*** RECORD EXTRACTS
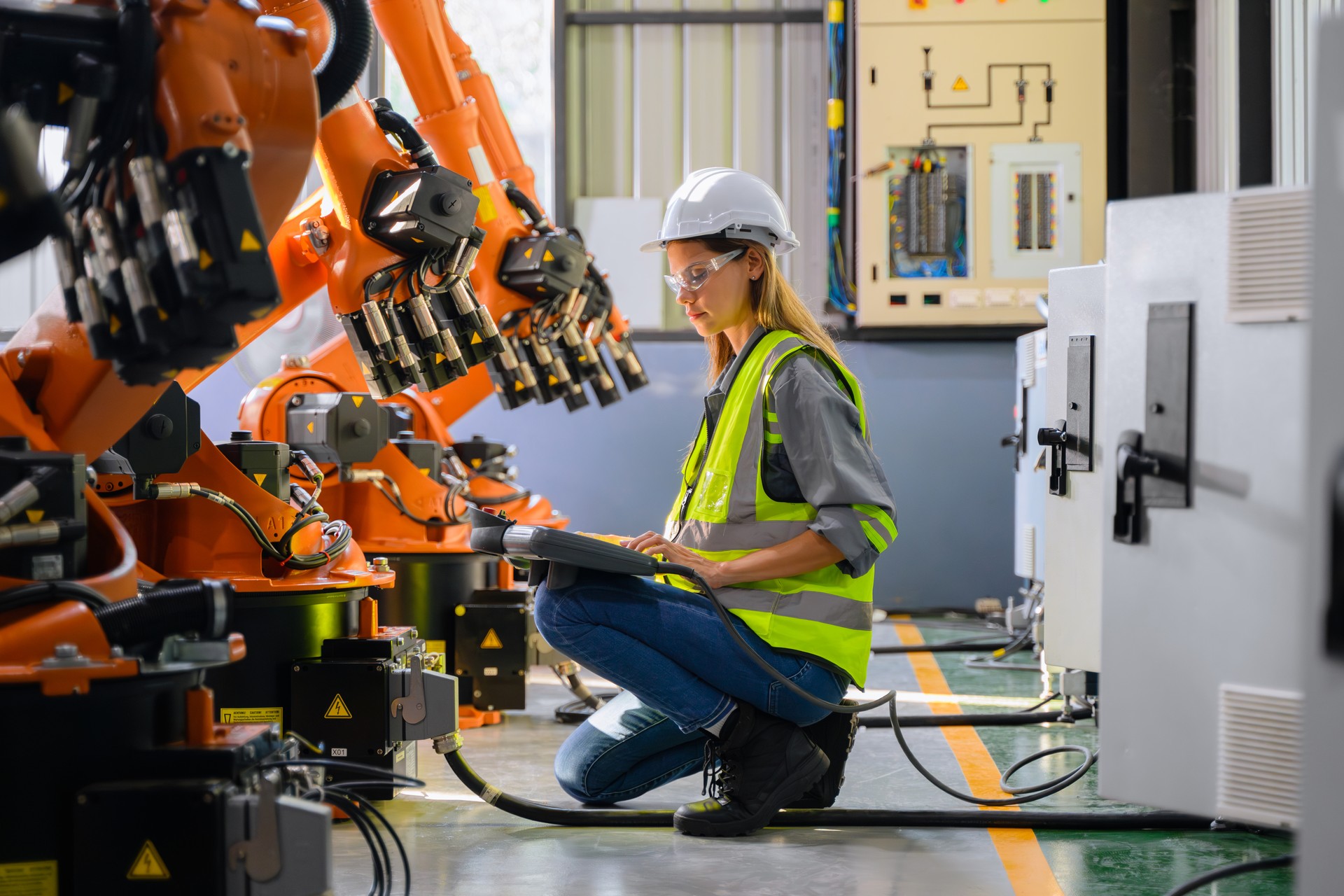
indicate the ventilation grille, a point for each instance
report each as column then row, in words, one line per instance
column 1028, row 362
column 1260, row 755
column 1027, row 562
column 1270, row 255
******
*** RECORD EXTRACTS
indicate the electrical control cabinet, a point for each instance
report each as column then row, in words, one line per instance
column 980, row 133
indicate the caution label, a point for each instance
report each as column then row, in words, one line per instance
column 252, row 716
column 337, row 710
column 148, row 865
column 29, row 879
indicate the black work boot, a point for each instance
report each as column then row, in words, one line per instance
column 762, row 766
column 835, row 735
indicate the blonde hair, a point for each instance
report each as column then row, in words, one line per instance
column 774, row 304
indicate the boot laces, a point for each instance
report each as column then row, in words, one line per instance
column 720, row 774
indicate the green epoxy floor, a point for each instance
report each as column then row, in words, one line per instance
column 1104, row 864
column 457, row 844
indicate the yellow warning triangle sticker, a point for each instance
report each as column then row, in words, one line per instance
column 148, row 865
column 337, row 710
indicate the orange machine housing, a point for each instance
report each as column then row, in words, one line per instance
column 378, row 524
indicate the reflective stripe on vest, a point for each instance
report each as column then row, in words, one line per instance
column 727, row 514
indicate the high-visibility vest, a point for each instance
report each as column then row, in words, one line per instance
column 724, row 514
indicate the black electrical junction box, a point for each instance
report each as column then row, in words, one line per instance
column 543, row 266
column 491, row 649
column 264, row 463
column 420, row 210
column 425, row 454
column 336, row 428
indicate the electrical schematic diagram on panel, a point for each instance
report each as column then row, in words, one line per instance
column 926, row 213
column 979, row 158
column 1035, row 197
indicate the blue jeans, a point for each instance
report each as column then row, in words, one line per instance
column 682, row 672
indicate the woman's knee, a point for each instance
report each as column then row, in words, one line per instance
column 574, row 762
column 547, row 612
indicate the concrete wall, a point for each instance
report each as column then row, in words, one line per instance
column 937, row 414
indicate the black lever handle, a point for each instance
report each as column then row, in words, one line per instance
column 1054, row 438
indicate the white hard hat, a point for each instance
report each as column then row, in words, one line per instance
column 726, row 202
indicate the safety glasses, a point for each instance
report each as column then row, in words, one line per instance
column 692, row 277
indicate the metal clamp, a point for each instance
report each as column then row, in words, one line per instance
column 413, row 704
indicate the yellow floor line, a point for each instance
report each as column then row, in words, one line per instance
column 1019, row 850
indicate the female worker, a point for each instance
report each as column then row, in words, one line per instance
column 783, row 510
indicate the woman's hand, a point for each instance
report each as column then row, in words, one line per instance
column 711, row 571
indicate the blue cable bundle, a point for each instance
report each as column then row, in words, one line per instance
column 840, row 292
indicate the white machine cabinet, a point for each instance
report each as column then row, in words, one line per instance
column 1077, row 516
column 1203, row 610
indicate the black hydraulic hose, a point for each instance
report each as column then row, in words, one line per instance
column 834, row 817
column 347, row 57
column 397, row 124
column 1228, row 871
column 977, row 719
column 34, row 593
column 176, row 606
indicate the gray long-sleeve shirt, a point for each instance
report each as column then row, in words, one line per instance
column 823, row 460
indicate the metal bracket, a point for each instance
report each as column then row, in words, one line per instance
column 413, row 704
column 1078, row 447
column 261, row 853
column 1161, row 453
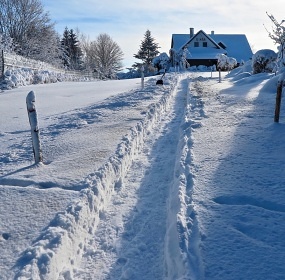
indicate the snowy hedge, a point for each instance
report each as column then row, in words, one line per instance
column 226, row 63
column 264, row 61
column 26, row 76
******
Write out the listing lines starting with the one containing "indicate the orange" and going on through the one containing "column 727, row 514", both included, without changing a character.

indicate the orange machine housing, a point for each instance
report each as column then row, in words, one line per instance
column 378, row 524
indicate the reflective stripe on vest, a point for each instance
report each as column then row, in words, one line per instance
column 727, row 514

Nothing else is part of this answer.